··· ENTRIES PROVIDED ···

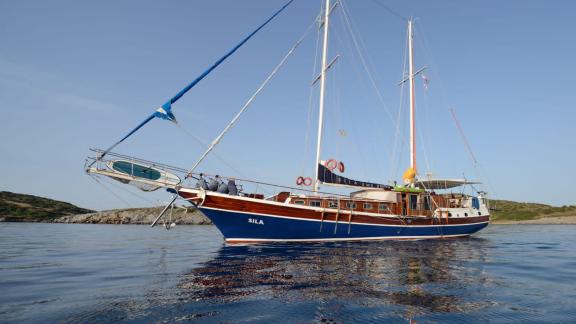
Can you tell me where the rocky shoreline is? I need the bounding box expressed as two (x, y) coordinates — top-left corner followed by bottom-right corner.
(491, 215), (576, 225)
(53, 207), (212, 225)
(0, 207), (212, 225)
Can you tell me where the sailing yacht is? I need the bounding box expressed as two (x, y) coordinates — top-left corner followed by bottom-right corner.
(86, 0), (490, 243)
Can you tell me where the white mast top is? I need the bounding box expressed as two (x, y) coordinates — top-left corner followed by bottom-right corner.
(408, 19), (416, 171)
(313, 0), (330, 192)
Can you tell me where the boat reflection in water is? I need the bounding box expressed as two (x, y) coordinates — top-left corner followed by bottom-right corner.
(178, 238), (491, 321)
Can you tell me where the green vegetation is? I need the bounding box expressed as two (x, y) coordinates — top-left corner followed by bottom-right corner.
(490, 200), (576, 221)
(0, 191), (93, 222)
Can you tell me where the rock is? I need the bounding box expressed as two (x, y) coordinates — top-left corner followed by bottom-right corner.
(53, 207), (212, 225)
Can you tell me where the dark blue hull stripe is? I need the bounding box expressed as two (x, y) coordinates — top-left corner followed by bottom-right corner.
(200, 207), (488, 242)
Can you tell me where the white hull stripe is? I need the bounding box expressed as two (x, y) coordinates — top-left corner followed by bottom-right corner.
(225, 234), (471, 243)
(200, 206), (489, 229)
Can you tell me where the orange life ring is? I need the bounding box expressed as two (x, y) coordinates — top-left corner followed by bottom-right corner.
(296, 177), (304, 186)
(338, 161), (346, 173)
(326, 159), (338, 171)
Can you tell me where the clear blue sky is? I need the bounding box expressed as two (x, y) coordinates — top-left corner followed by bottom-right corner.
(0, 0), (576, 209)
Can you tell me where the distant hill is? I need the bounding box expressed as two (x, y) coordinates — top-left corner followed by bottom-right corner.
(0, 191), (212, 225)
(490, 200), (576, 222)
(0, 191), (94, 222)
(0, 191), (576, 224)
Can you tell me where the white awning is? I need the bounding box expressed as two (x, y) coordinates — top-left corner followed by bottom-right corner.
(416, 179), (481, 189)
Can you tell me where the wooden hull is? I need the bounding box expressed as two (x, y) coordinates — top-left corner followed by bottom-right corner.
(180, 190), (489, 243)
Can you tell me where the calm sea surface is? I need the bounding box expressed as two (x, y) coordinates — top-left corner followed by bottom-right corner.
(0, 223), (576, 323)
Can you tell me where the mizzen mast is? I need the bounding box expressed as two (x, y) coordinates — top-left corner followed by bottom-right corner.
(408, 19), (416, 173)
(313, 0), (331, 192)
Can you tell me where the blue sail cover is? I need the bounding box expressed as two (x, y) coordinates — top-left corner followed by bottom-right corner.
(318, 164), (392, 190)
(88, 0), (294, 167)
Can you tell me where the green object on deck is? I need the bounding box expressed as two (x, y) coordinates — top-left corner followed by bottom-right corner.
(112, 161), (162, 180)
(394, 186), (424, 193)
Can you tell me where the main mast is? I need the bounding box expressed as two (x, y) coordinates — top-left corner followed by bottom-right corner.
(408, 19), (416, 172)
(314, 0), (330, 192)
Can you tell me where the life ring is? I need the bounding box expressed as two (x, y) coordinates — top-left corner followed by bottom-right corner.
(338, 161), (346, 173)
(296, 177), (304, 186)
(326, 159), (338, 171)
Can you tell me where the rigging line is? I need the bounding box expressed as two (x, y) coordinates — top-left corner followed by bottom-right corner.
(186, 17), (316, 178)
(390, 24), (410, 182)
(340, 1), (394, 128)
(177, 124), (244, 176)
(300, 12), (321, 180)
(450, 108), (478, 165)
(88, 0), (294, 168)
(372, 0), (408, 21)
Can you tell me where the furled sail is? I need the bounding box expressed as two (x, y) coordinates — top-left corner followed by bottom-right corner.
(318, 163), (392, 190)
(88, 0), (294, 168)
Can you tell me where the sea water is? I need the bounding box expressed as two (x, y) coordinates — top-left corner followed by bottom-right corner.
(0, 223), (576, 323)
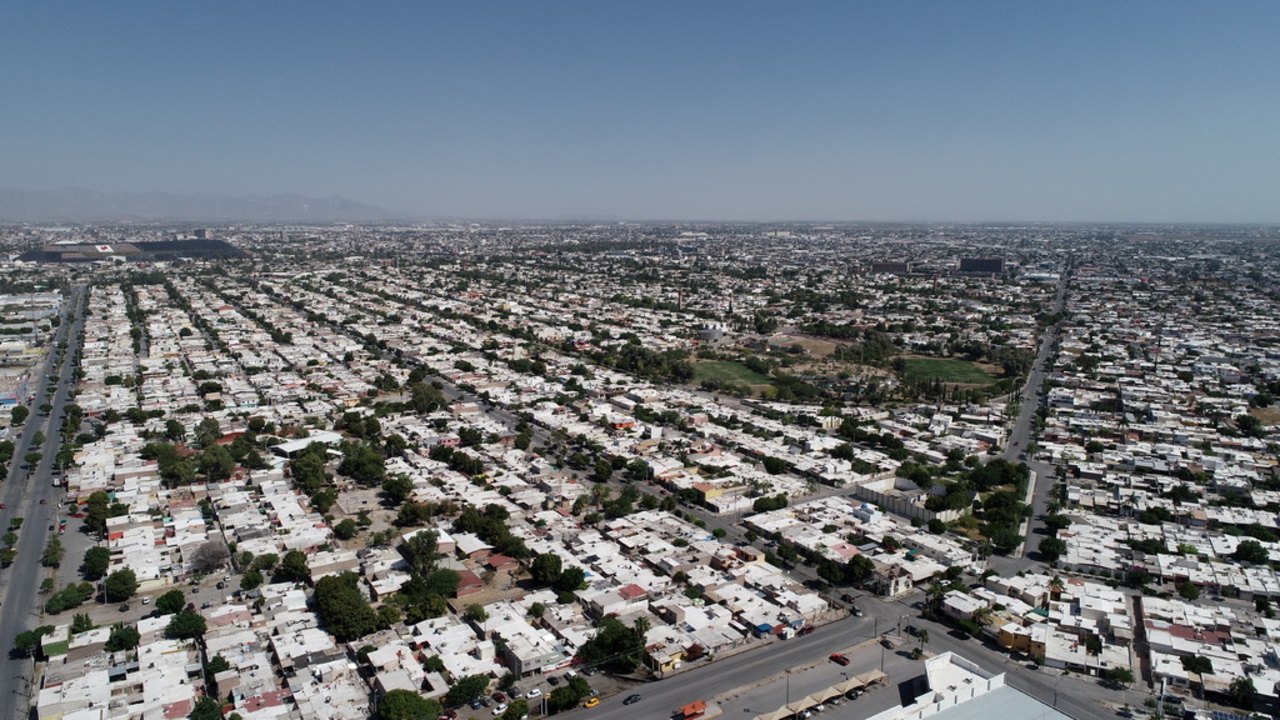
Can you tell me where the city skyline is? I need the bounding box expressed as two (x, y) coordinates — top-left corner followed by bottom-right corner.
(0, 3), (1280, 223)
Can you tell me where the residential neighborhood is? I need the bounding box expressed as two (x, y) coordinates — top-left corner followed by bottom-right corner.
(0, 224), (1280, 720)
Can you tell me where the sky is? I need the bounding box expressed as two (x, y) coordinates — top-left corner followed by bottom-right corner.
(0, 0), (1280, 223)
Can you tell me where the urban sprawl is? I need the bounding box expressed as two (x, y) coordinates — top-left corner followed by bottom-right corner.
(0, 224), (1280, 720)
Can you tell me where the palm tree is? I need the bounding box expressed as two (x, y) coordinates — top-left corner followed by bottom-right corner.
(972, 607), (995, 628)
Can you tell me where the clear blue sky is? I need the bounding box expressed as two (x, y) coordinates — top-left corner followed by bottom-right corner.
(0, 0), (1280, 222)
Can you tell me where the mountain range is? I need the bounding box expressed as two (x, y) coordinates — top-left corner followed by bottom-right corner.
(0, 187), (398, 223)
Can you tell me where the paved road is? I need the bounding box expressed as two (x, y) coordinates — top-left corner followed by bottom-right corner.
(567, 601), (1140, 720)
(0, 286), (86, 717)
(991, 273), (1070, 575)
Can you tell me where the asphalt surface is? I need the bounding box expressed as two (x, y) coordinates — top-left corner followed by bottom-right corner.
(555, 594), (1140, 720)
(0, 284), (86, 717)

···

*WRITTEN INSTRUCTION:* Please write out the rows again, requests included, and add -72 to every coordinate in the answers. Begin at the line that has "Can you tell me where the rock is?" and stop after the line that has "(0, 191), (576, 224)".

*WORKED ANSWER:*
Can you tell me where the rock is? I need the bounding box expressed as two (x, y) coordinates — top-left corner followed by bottom-right corner.
(-19, 135), (140, 153)
Can you tell me where the dark blue hull stripe is? I need the bounding box expressed as two (x, y) coordinates — top-left corner followed by bottom-right corner.
(128, 135), (416, 170)
Can you tell me where the white hull stripe is? I need the bounding box expressed as two (x, y) coordinates — top-left corner followed by bottom-right corner.
(153, 162), (399, 171)
(128, 134), (417, 157)
Can you tell me where the orange life ring is? I need the bounding box expressed as two (x, y) coordinates — top-left corner followed by bottom-right corner.
(224, 105), (232, 114)
(266, 89), (274, 101)
(254, 87), (266, 99)
Can you tell me where the clear blue sky is? I need the bounding box expressed as two (x, y) coordinates — top-left corner followed by bottom-right corner.
(-72, -72), (504, 137)
Can you tell me where the distant hill is? I need the bounding box expressed as two (x, y) coordinates — top-left corner followed by bottom-right corner.
(-72, 119), (140, 153)
(418, 128), (504, 150)
(-72, 119), (22, 150)
(-72, 119), (504, 152)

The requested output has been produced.